*To do:* Swap each occurrence of "wristwatch" in the records below for "pocket watch", leaving every other character as it stands.

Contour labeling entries
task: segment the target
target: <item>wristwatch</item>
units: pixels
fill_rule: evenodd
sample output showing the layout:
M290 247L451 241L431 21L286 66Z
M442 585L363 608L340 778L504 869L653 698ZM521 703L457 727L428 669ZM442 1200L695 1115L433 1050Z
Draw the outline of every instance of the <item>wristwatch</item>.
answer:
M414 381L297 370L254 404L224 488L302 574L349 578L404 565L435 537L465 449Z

*The completed task:*
task: segment the target
target: <item>pocket watch</item>
units: pixels
fill_rule: evenodd
sample output showing the layout:
M290 247L451 241L431 21L286 66Z
M442 585L363 608L340 778L504 869L653 698ZM521 703L457 727L428 669ZM442 1200L695 1115L433 1050Z
Draw the outline of every instance of the <item>pocket watch</item>.
answer:
M414 381L297 370L254 404L224 488L302 574L349 578L404 565L435 537L465 449Z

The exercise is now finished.